<<<<
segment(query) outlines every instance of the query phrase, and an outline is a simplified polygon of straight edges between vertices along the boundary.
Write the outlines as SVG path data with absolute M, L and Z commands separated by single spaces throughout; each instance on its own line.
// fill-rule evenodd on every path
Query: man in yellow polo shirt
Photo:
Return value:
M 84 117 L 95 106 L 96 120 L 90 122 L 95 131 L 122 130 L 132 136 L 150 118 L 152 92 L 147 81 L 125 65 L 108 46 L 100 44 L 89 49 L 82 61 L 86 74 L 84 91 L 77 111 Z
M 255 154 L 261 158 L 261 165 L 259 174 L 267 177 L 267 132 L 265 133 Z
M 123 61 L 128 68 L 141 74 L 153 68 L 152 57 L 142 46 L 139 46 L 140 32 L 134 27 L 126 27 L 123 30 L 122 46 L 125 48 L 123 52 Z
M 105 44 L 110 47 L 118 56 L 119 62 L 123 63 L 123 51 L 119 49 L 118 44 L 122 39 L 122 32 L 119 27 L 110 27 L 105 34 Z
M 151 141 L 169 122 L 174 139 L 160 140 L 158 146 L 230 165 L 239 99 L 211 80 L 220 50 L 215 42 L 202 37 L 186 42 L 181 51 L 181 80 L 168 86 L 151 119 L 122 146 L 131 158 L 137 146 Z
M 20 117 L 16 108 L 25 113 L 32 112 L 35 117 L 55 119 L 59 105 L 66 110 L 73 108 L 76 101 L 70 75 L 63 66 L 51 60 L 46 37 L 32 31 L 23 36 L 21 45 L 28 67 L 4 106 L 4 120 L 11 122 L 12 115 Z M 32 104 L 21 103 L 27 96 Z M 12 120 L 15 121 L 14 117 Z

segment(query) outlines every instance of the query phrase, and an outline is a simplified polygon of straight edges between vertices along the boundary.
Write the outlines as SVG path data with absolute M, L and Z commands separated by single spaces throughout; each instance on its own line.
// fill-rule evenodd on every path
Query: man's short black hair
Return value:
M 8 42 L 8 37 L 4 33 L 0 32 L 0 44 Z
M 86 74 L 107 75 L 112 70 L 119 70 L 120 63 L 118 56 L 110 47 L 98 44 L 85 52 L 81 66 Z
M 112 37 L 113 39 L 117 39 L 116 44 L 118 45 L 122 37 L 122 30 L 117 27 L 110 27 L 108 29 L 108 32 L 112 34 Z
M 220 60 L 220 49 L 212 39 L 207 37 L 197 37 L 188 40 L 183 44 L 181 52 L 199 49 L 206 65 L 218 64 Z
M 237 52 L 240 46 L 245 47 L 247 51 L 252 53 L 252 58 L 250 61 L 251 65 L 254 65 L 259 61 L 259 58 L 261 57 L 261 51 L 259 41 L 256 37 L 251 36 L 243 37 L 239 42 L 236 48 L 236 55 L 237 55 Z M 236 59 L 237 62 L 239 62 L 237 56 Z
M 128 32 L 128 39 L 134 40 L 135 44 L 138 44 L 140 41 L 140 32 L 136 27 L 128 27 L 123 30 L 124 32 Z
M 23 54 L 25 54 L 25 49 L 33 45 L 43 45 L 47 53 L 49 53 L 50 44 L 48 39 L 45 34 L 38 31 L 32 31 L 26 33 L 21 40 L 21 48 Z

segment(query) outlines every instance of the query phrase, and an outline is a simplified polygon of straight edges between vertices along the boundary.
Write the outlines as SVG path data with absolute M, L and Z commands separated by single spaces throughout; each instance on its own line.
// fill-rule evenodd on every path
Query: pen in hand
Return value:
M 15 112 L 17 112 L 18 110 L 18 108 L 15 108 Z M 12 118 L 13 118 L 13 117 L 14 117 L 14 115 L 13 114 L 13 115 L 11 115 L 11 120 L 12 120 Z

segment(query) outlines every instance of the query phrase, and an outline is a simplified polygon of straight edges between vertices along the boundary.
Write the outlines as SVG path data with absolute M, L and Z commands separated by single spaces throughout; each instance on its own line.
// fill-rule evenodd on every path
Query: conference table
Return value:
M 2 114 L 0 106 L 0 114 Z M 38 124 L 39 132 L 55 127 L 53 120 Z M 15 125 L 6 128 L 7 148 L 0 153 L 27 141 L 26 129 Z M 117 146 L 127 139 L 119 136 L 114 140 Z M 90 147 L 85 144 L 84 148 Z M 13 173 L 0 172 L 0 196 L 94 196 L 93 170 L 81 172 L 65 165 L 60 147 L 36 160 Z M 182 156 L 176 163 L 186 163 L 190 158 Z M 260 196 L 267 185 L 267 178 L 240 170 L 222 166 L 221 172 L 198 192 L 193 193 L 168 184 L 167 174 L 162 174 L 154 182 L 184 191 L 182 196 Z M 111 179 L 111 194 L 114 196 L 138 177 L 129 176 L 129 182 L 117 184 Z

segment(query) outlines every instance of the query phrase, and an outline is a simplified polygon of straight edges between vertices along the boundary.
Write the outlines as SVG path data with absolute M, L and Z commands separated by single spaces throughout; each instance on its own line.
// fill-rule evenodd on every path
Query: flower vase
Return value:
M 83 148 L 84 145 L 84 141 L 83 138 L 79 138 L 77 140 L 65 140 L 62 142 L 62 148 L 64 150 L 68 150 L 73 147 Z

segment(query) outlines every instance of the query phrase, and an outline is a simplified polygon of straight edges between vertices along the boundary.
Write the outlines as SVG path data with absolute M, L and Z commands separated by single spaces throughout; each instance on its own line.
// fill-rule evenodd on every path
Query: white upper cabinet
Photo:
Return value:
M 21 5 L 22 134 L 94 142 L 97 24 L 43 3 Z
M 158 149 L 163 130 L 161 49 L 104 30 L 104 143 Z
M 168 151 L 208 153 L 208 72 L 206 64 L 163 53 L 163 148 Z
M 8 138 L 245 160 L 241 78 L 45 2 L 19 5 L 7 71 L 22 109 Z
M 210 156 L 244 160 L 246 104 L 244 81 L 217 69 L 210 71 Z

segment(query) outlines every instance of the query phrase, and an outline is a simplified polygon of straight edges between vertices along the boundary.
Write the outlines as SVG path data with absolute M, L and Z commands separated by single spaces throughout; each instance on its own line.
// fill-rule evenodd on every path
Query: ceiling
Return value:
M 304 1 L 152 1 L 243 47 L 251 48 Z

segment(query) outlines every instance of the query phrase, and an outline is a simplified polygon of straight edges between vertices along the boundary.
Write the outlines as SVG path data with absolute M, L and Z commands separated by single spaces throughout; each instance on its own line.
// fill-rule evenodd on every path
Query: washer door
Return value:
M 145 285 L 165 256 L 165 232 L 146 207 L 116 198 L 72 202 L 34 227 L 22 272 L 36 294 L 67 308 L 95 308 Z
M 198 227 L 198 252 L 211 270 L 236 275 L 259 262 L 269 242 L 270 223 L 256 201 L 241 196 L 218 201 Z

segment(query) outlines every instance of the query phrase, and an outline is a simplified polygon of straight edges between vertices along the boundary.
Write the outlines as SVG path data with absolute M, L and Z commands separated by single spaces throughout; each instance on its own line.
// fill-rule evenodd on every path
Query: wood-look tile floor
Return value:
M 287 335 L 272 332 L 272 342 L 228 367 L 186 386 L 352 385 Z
>>>>
• _What the exercise asks_:
Rewrite the lines above as a numbered list, leaving out the blank lines.

• _Problem solution_:
1. segment(query) outlines every instance of the query phrase, and an outline is a simplified polygon of straight edges between vertices along the boundary.
2. Write the outlines as SVG path data with absolute M, L and Z commands separated by single spaces throughout; each instance on its own line.
3. // fill-rule evenodd on every path
4. Query: man in yellow polo shirt
5. Photo:
6. Return value:
7. M 84 117 L 95 106 L 96 120 L 90 122 L 95 131 L 122 130 L 132 136 L 150 118 L 152 92 L 147 81 L 125 65 L 108 46 L 100 44 L 89 49 L 82 61 L 86 74 L 84 91 L 77 111 Z
8. M 255 154 L 261 158 L 261 165 L 259 174 L 267 177 L 267 132 L 265 133 Z
9. M 123 61 L 128 68 L 141 74 L 153 68 L 152 57 L 142 46 L 139 46 L 140 32 L 134 27 L 126 27 L 123 30 L 122 46 L 125 48 L 123 52 Z
10. M 105 44 L 110 47 L 118 56 L 119 62 L 123 63 L 123 51 L 119 49 L 118 44 L 122 39 L 122 32 L 119 27 L 110 27 L 105 34 Z
11. M 151 141 L 169 122 L 174 139 L 160 140 L 158 146 L 230 165 L 239 99 L 211 80 L 220 50 L 215 42 L 202 37 L 186 42 L 181 51 L 181 80 L 168 86 L 151 119 L 122 146 L 131 158 L 137 146 Z
12. M 20 117 L 16 108 L 25 113 L 32 112 L 35 117 L 55 119 L 59 105 L 66 110 L 73 108 L 76 101 L 70 75 L 63 66 L 51 60 L 46 37 L 32 31 L 23 36 L 21 45 L 28 67 L 4 106 L 4 120 L 11 122 L 12 115 Z M 32 104 L 21 103 L 27 96 Z M 12 120 L 15 121 L 14 117 Z
13. segment(query) outlines every instance of the query phrase, and an outline is a simplified polygon of straight edges between vertices along the boundary.
14. Write the outlines as SVG path data with absolute M, L and Z commands separated by single spaces throughout; each instance on its own line.
15. // fill-rule evenodd on every path
16. Query: man's short black hair
17. Return value:
18. M 8 42 L 8 37 L 4 33 L 0 32 L 0 44 Z
19. M 86 74 L 107 75 L 112 70 L 119 70 L 120 63 L 118 56 L 110 47 L 98 44 L 85 52 L 81 66 Z
20. M 112 37 L 113 39 L 117 39 L 116 44 L 118 45 L 122 37 L 122 30 L 117 27 L 110 27 L 108 29 L 108 32 L 112 34 Z
21. M 220 60 L 220 49 L 212 39 L 207 37 L 197 37 L 188 40 L 183 44 L 181 52 L 199 49 L 206 65 L 218 64 Z
22. M 237 52 L 240 46 L 245 47 L 247 51 L 252 53 L 252 58 L 250 61 L 251 65 L 254 65 L 259 61 L 259 58 L 261 57 L 261 51 L 259 41 L 256 37 L 251 36 L 243 37 L 239 42 L 236 48 L 236 55 L 237 55 Z M 236 59 L 237 62 L 239 62 L 237 56 Z
23. M 128 32 L 128 39 L 134 40 L 135 44 L 138 44 L 140 41 L 140 32 L 136 27 L 128 27 L 123 30 L 124 32 Z
24. M 23 54 L 25 54 L 25 49 L 33 45 L 43 45 L 47 53 L 49 53 L 50 44 L 48 39 L 45 34 L 38 31 L 32 31 L 26 33 L 21 40 L 21 48 Z
25. segment(query) outlines every instance of the query phrase, and an outline is a simplified polygon of straight edges between vertices along the boundary.
26. Write the outlines as SVG path data with absolute M, L and Z commands separated by single spaces throughout; each instance on its own line.
27. // fill-rule evenodd on every path
28. Query: pen in hand
29. Return value:
30. M 15 112 L 17 112 L 18 110 L 18 108 L 15 108 Z M 12 118 L 13 118 L 13 117 L 14 117 L 14 115 L 13 114 L 13 115 L 11 115 L 11 120 L 12 120 Z
31. segment(query) outlines every instance of the query phrase, and an outline is a simplified polygon of straight edges between vertices along the boundary.
32. Write the outlines as SVG path data with absolute M, L and Z commands separated by single spaces throughout; each instance on its own line.
33. // fill-rule evenodd on every path
34. Query: conference table
35. Return value:
36. M 2 114 L 0 106 L 0 114 Z M 38 124 L 39 132 L 55 127 L 53 120 Z M 15 125 L 6 128 L 7 148 L 0 153 L 27 141 L 26 129 Z M 117 146 L 127 139 L 119 136 L 114 140 Z M 90 147 L 85 144 L 84 148 Z M 13 173 L 0 172 L 0 196 L 94 196 L 93 170 L 81 172 L 65 165 L 60 147 L 36 160 Z M 182 156 L 176 163 L 186 163 L 190 158 Z M 260 196 L 267 185 L 267 178 L 240 170 L 222 166 L 221 172 L 198 192 L 193 193 L 168 184 L 167 174 L 162 174 L 154 182 L 184 191 L 182 196 Z M 111 179 L 111 194 L 114 196 L 138 177 L 129 176 L 129 182 L 117 184 Z
37. segment(query) outlines every instance of the query phrase, and an outline is a simplified polygon of straight edges between vertices along the boundary.
38. Write the outlines as SVG path data with absolute M, L and Z commands separated by single spaces throughout; each instance on its own line.
39. // fill-rule evenodd on every path
40. Query: flower vase
41. Return value:
42. M 83 148 L 84 145 L 84 141 L 83 138 L 79 138 L 77 140 L 65 140 L 62 142 L 62 148 L 64 150 L 68 150 L 73 147 Z
43. segment(query) outlines every instance of the query phrase, and an outline is a simplified polygon of straight edges between vertices along the boundary.
44. Write the outlines as SVG path data with absolute M, L and Z commands separated by single spaces throughout; each instance on its own line.
45. // fill-rule evenodd on every path
46. Query: white upper cabinet
47. Photo:
48. Return value:
49. M 21 5 L 22 134 L 94 142 L 97 24 L 43 3 Z
50. M 158 149 L 163 130 L 161 49 L 104 30 L 104 143 Z
51. M 168 151 L 208 153 L 208 72 L 206 64 L 163 53 L 163 148 Z
52. M 8 138 L 245 160 L 241 78 L 45 2 L 19 5 L 7 71 L 22 109 Z
53. M 210 156 L 244 160 L 246 104 L 244 81 L 217 69 L 210 71 Z
54. segment(query) outlines every instance of the query phrase, and an outline is a simplified polygon of straight edges between vertices along the boundary.
55. Write the outlines as SVG path data with absolute M, L and Z commands separated by single spaces throughout; each instance on its own line.
56. // fill-rule evenodd on every path
57. Query: ceiling
58. Return value:
59. M 304 1 L 152 1 L 243 47 L 251 48 Z
60. segment(query) outlines every instance of the query phrase, and an outline is a simplified polygon of straight edges between vertices along the boundary.
61. Write the outlines as SVG path data with absolute M, L and Z commands separated by single spaces throughout; each instance on its own line.
62. // fill-rule evenodd on every path
63. Query: washer door
64. Return value:
65. M 145 285 L 165 256 L 165 232 L 146 207 L 116 198 L 72 202 L 34 227 L 22 272 L 36 294 L 67 308 L 95 308 Z
66. M 198 227 L 198 252 L 211 270 L 236 275 L 259 262 L 269 242 L 270 223 L 256 201 L 241 196 L 218 201 Z
67. segment(query) outlines every instance of the query phrase, and an outline is a simplified polygon of straight edges between vertices along the boundary.
68. Write the outlines as SVG path data with absolute M, L and Z commands separated by single spaces throughout; each instance on its own line.
69. // fill-rule evenodd on every path
70. Query: wood-look tile floor
71. Return value:
72. M 287 335 L 272 332 L 272 342 L 228 367 L 186 386 L 352 385 Z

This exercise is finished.